## Texte de lecture
══════════

Selon ma grand-mère, les pots-de-vin permettaient de bénéficier d’un traitement plus humain. Quand je lui ai demandé de m’en dire plus sur les médecins pratiquant les avortements gratuits, sa voix s’est emplie de colère. « Ils n’étaient ni sympathiques, ni encourageants, m’a-t-elle répondu. Ils se moquaient de moi, me disaient de la fermer et d’arrêter de pleurer. Ces individus n’avaient pas de cœur et pas de compassion. »

Ce manque d’empathie touchait également le traitement médical en lui-même. Ma grand-mère et le professeur Temkina m’ont toutes deux expliqué que les femmes ne bénéficiaient d’aucune anesthésie. « Si vous aviez recours à un avortement gratuit, vous aviez un peu de glace pour seul anesthésiant », a poursuivi ma grand-mère.

« Je suis consternée par cette pratique », a déclaré Temkina, admettant ne pas en connaître les raisons. « Peut-être que c’était par manque de temps ou de personnel disponible. Ou peut-être que les médecins avaient une quantité limitée d’anesthésiants ; par exemple, même le travail dentaire était réalisé sans anesthésiant en URSS. »

Vous vous dites peut-être que ces femmes auraient dû se battre pour leurs droits, mais ce n’était tout simplement pas la mentalité à l’époque. « Étant donné que les femmes étaient blâmées par le système médical pour leurs avortements, elles n’ont pas senti qu’elles pouvaient rendre ces problèmes publics, a expliqué Temkina. Puisque l’avortement avait quelque chose de honteux, le sujet n’était pas évoqué dans la sphère publique. »

Confrontées à de forts stigmates et un manque de soins de qualité, nombre de femmes en URSS ont opté pour des procédures clandestines et obscures. « Beaucoup d’entre elles ont fait appel à des individus qui faisaient ça à domicile, et c’était terrible », s’est rappelée ma grand-mère. « Ils se faisaient passer pour des professionnels, alors qu’ils ne cherchaient qu’à se faire de l’argent. De même que certaines employées des hôpitaux mentaient et prétendaient être médecins pour tromper ces pauvres femmes. Beaucoup ont succombé à ces mauvais traitements. Ces histoires étaient courantes, à Moscou. »

══════════

## Documents fournis
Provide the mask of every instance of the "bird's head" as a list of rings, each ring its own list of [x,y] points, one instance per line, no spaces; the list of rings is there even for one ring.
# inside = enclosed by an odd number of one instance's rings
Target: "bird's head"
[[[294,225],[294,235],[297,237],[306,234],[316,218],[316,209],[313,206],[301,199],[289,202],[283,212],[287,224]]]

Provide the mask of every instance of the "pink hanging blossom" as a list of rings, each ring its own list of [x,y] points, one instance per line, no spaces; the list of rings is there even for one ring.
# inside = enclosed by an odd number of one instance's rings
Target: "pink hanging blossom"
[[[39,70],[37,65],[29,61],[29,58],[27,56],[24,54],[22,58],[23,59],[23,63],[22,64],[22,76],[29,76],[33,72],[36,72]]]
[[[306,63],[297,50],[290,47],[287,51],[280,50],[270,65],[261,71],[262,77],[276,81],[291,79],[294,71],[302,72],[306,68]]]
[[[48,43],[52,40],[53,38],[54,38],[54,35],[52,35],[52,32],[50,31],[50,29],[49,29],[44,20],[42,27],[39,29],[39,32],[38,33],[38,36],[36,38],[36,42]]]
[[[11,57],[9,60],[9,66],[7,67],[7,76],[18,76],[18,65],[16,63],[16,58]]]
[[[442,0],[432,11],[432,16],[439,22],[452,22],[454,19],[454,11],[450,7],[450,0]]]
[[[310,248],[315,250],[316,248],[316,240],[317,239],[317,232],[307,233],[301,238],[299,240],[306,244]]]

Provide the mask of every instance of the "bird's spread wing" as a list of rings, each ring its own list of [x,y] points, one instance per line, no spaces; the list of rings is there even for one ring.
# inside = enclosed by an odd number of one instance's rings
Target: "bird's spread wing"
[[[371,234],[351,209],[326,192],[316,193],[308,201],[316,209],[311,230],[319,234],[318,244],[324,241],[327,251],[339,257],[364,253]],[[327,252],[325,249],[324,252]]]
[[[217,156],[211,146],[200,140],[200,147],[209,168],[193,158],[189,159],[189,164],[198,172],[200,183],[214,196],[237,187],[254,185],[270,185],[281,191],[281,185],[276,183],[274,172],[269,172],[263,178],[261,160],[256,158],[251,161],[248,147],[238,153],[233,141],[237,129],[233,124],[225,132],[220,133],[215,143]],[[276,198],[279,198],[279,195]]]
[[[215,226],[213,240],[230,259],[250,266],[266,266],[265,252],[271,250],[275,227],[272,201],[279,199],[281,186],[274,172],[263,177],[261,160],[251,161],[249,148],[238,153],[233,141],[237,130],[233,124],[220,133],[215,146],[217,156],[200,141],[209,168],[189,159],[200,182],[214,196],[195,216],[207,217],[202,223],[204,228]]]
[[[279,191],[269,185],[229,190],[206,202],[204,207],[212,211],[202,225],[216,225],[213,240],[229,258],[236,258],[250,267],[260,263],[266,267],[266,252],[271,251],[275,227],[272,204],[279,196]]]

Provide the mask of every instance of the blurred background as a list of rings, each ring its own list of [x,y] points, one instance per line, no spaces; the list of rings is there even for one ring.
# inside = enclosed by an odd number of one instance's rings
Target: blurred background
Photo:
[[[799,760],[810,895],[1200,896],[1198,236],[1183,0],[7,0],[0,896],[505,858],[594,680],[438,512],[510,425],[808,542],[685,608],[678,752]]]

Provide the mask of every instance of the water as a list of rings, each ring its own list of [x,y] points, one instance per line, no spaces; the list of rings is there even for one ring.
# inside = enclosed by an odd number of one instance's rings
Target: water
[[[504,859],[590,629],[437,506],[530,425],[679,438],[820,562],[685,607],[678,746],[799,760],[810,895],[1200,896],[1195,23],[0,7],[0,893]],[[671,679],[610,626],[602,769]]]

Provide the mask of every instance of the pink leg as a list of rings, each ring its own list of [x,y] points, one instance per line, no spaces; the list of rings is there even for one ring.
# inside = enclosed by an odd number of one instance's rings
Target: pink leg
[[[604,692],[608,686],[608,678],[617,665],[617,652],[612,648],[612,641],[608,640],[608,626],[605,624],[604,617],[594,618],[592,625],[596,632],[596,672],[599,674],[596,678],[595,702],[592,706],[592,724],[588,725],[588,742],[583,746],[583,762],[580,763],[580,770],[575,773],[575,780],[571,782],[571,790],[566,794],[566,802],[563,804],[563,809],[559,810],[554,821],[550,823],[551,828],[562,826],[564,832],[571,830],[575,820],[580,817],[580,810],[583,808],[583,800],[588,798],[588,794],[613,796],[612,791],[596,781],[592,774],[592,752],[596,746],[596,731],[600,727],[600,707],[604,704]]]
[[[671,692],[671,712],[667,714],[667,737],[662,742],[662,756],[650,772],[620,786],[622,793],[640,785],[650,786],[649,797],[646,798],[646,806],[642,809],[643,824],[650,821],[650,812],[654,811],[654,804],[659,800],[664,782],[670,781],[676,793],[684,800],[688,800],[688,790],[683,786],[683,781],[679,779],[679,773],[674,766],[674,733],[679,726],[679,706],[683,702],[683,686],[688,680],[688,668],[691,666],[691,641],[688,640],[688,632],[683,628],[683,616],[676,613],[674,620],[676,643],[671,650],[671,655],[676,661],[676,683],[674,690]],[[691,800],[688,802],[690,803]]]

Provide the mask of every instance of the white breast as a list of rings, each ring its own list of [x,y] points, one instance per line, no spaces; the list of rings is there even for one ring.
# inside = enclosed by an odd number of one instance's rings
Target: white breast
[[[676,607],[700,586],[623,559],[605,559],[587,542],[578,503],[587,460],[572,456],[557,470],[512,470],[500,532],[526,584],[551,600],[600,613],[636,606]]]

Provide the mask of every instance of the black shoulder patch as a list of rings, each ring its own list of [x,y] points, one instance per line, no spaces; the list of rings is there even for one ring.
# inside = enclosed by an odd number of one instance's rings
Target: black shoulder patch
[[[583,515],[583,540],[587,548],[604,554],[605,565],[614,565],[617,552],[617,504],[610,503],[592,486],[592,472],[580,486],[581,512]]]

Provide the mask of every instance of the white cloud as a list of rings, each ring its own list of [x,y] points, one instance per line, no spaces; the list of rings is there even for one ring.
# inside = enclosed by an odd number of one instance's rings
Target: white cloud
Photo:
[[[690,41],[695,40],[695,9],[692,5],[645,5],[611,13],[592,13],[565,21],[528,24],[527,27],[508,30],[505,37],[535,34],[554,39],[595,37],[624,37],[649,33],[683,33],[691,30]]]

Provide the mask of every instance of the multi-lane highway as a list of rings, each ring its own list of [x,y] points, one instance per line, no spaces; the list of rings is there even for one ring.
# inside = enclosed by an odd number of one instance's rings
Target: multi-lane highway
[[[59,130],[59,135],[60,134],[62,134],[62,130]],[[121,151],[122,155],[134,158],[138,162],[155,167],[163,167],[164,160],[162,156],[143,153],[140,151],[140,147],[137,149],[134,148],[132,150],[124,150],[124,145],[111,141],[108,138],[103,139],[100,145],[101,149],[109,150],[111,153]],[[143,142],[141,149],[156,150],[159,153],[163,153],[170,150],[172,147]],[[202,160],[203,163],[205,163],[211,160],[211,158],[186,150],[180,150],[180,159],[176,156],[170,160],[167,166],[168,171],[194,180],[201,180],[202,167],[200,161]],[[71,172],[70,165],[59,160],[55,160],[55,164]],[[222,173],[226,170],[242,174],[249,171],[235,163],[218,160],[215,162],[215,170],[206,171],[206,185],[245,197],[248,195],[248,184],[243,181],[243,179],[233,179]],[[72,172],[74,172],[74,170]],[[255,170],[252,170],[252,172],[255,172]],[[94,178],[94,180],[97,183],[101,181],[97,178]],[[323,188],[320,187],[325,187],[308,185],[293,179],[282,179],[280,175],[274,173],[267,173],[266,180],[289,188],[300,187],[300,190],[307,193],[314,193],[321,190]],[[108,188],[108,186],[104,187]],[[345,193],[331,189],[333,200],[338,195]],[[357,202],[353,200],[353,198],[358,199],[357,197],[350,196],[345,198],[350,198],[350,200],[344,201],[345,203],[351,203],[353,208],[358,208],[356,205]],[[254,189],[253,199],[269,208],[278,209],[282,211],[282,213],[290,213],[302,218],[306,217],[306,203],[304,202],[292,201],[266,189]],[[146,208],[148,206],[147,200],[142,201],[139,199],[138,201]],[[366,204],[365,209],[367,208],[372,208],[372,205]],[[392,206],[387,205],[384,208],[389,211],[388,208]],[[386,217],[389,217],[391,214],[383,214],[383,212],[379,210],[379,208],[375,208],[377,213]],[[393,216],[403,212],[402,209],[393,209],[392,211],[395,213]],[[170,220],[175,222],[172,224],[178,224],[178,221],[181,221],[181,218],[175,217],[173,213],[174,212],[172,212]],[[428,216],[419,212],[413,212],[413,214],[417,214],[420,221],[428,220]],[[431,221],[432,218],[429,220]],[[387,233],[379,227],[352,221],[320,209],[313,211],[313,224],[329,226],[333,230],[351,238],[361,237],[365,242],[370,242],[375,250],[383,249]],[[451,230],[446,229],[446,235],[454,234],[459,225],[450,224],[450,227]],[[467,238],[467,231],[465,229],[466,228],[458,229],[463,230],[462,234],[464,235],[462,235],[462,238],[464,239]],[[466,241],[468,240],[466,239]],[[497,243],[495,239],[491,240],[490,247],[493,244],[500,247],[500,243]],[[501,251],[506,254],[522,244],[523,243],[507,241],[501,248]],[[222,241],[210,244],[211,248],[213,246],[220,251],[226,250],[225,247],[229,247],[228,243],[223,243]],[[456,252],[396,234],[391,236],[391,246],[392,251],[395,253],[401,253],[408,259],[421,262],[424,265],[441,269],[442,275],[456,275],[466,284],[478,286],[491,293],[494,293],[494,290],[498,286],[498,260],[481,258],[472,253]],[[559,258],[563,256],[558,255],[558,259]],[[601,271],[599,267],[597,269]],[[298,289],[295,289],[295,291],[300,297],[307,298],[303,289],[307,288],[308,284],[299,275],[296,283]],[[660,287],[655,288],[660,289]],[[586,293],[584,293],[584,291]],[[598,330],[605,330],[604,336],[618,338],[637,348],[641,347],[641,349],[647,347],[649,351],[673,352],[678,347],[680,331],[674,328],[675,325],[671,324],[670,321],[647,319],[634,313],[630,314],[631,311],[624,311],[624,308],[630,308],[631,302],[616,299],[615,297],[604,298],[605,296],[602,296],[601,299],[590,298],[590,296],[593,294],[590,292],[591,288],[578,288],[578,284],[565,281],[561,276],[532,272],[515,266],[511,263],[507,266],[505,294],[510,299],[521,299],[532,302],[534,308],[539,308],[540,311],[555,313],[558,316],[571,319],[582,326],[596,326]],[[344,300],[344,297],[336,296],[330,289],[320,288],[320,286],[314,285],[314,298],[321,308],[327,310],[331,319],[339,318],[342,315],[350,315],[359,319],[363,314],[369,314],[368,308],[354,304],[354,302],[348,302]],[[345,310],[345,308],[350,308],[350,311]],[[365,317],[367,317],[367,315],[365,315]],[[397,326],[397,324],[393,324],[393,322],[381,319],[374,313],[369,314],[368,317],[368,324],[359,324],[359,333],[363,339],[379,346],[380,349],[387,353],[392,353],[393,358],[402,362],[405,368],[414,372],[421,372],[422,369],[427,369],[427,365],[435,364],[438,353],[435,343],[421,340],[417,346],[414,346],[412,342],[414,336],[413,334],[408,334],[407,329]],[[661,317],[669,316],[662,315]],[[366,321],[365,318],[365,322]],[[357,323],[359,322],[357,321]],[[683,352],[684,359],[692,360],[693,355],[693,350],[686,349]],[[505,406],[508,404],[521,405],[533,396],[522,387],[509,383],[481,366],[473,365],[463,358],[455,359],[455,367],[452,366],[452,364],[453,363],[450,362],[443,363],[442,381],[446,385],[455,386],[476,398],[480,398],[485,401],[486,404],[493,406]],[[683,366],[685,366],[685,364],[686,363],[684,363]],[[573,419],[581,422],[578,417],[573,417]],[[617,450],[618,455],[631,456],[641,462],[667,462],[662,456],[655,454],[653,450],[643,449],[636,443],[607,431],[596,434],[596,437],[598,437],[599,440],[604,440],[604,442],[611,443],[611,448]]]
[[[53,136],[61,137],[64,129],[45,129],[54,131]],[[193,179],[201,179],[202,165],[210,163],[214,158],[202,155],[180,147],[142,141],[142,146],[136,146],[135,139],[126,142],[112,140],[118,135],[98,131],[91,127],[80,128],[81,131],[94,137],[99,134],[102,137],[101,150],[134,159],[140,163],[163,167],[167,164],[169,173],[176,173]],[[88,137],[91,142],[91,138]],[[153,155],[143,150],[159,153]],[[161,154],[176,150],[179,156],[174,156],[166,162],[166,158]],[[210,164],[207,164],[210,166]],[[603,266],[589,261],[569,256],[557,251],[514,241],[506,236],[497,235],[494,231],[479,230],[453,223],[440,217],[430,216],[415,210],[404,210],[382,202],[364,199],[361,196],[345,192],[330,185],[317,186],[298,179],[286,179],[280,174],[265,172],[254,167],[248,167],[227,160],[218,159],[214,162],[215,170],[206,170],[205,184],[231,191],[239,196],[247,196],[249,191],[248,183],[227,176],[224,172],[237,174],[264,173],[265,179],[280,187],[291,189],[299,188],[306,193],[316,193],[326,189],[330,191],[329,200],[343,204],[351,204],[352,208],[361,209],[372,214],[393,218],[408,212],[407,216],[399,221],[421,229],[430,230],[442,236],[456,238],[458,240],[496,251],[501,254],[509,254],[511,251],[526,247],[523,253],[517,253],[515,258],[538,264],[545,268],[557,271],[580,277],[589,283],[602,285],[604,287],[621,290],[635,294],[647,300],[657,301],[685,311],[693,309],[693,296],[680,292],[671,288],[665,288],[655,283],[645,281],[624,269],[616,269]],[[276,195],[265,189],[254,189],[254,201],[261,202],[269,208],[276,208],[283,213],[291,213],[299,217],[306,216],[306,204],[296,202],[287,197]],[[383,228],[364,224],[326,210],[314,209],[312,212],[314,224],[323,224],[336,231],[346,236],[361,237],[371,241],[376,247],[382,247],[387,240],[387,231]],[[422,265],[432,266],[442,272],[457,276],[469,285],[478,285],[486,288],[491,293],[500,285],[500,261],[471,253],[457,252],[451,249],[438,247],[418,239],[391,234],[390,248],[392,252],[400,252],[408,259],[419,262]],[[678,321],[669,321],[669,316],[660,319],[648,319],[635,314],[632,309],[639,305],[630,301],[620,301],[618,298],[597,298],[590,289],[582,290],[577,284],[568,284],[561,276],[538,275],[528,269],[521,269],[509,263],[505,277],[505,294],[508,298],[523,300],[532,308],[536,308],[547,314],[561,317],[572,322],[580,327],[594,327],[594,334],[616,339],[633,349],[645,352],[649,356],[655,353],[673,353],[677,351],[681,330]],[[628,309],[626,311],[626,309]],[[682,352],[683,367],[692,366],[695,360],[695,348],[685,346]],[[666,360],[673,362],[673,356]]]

══════════

## Exercices
(a) Dans le texte sur l'avortement en URSS, relevez toutes les explications que Temkina envisage pour l'absence d'anesthésie lors des avortements gratuits.
(b) Rédigez la suite du texte sur l'avortement en URSS, à partir de sa dernière phrase.

## Corrigé
(a)
- le manque de temps
- le manque de personnel disponible
- une quantité limitée d'anesthésiants

(b)
Une variété de causes a contribué à ce taux d’avortements astronomique en URSS ; selon le professeur Temkina, ce n’était pas seulement dû au fait que le sexe et la sexualité n’étaient pas abordés en public – il y avait également un manque flagrant de discussions ouvertes en privé. « Il n’y avait aucune communication entre maris et femmes. Si les partenaires parvenaient à une sorte d’accord, il devait être non-dit. Si vous n’aviez pas de partenaire régulier, même un accord non-dit était hors de question. Donc bien sûr, il y avait des conséquences. »

Ma grand-mère était d’accord. « Tout dépendait du partenaire, a-t-elle déclaré. Certains hommes n’aimaient pas utiliser de préservatifs, d’autres se fichaient que le préservatif se déchire. »

Je n’ai vu mes grands-parents s’embrasser qu’une seule fois au cours de ma vie. Leur mariage m’a toujours renvoyé l’image d’une camaraderie fatiguée, donc il n’est pas difficile de croire que leur relation était le parfait exemple de la dynamique des sexes décrite par le professeur Temkina.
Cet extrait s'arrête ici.